## WHAT IS EXPECTED
Repeat exactly, and only, the lines from the one holding "the minaret, each" through the last line of the records below.

___

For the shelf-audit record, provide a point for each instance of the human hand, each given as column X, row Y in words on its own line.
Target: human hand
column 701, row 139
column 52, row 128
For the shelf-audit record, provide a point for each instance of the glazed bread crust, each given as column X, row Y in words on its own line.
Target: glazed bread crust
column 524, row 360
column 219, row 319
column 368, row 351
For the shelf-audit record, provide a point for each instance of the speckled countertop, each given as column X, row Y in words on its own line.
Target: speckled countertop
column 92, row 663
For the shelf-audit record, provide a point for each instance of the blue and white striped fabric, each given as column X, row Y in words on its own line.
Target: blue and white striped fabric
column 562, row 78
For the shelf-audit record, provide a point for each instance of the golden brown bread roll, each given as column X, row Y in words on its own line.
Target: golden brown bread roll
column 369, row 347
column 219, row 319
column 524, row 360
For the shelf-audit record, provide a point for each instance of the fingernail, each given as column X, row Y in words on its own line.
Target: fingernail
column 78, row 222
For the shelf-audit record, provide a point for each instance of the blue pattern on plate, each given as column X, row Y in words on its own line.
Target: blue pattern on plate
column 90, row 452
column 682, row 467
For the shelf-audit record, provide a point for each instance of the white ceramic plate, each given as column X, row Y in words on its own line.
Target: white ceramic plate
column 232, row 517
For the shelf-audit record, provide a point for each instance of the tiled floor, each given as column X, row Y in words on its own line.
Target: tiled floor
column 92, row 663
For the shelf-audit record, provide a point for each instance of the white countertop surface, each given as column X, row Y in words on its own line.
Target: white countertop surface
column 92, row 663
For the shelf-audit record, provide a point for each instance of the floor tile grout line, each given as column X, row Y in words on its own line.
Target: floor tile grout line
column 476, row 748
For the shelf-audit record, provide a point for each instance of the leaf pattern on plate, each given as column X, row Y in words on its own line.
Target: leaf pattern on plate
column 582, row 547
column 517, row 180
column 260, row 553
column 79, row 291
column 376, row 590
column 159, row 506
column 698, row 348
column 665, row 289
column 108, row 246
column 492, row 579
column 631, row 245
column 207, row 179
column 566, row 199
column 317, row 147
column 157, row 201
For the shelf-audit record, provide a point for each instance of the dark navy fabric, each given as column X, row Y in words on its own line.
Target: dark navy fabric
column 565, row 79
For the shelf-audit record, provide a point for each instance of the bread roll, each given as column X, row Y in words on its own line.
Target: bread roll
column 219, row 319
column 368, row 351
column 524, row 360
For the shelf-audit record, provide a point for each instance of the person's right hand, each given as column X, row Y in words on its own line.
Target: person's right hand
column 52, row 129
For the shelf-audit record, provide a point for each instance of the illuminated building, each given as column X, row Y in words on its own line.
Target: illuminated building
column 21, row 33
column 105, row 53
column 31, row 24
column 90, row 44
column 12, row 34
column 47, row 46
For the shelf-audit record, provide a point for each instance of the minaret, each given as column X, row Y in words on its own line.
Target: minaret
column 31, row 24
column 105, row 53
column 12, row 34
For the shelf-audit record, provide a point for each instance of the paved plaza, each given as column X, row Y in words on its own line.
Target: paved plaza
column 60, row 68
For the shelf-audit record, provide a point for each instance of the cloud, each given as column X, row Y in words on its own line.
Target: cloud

___

## FINISHED ANSWER
For the shelf-audit record, provide a point for each instance of the minaret, each given as column X, row Y in words on its own line.
Target: minaret
column 31, row 24
column 105, row 53
column 12, row 34
For the shelf-audit record, provide a point for each instance of the paved plaza, each given as column X, row Y in words on its own line.
Target: paved plaza
column 60, row 68
For the shelf-audit record, provide a point for each instance of the cloud, each given as column X, row Y in words on its own line.
Target: cloud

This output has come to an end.